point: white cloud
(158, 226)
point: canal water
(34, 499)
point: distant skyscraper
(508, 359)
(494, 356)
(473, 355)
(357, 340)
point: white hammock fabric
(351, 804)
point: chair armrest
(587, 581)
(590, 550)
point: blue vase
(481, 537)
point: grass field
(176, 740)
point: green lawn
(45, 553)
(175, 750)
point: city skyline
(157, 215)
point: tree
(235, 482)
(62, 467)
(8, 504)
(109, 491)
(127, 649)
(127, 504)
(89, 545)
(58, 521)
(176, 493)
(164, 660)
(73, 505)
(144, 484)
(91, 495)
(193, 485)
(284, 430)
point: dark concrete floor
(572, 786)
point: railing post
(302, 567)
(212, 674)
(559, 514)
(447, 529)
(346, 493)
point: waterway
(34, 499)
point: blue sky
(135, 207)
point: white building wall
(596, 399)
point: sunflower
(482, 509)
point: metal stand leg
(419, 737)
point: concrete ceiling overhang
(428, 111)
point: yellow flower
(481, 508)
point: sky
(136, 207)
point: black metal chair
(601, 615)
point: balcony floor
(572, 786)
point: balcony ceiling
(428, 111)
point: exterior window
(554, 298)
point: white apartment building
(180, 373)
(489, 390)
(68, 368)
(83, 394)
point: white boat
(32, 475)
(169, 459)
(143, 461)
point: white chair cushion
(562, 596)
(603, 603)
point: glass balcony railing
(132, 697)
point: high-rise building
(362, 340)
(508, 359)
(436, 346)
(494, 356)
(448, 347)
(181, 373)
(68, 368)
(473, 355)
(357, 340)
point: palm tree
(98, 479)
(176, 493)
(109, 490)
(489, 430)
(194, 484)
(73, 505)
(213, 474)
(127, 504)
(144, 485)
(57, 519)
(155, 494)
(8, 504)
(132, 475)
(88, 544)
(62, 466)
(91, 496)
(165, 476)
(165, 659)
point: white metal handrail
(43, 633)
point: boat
-=-=-=-=-
WHAT YOU NEED TO DO >>
Everything from the line containing "point: city skyline" to the last line of the material above must be copied exactly, and only that.

EXPECTED OUTPUT >>
point: city skyline
(157, 215)
point: tree
(235, 482)
(62, 467)
(8, 504)
(109, 491)
(127, 649)
(127, 504)
(89, 545)
(58, 521)
(176, 493)
(164, 660)
(73, 505)
(144, 484)
(91, 495)
(193, 485)
(284, 430)
point: dark concrete floor
(572, 786)
point: railing post
(302, 567)
(212, 674)
(559, 514)
(447, 529)
(346, 493)
point: waterway
(34, 499)
point: blue sky
(135, 207)
point: white building wall
(596, 399)
point: sunflower
(482, 509)
point: metal stand leg
(419, 737)
point: concrete ceiling overhang
(428, 111)
point: yellow flower
(481, 508)
point: sky
(136, 207)
point: black metal chair
(601, 615)
point: balcony floor
(572, 786)
point: balcony ceiling
(428, 111)
point: exterior window
(554, 298)
point: white apartment building
(180, 373)
(489, 390)
(68, 368)
(83, 394)
point: white boat
(32, 475)
(169, 459)
(143, 461)
point: white chair cushion
(562, 596)
(603, 603)
point: glass balcony railing
(132, 697)
point: high-rise building
(362, 340)
(508, 359)
(436, 346)
(494, 356)
(448, 347)
(181, 373)
(68, 368)
(473, 355)
(357, 340)
point: palm tree
(98, 479)
(176, 493)
(109, 490)
(489, 430)
(194, 484)
(73, 505)
(213, 474)
(127, 504)
(144, 485)
(57, 519)
(155, 494)
(8, 504)
(132, 475)
(88, 544)
(62, 466)
(91, 496)
(165, 476)
(165, 659)
point: white metal handrail
(43, 633)
point: boat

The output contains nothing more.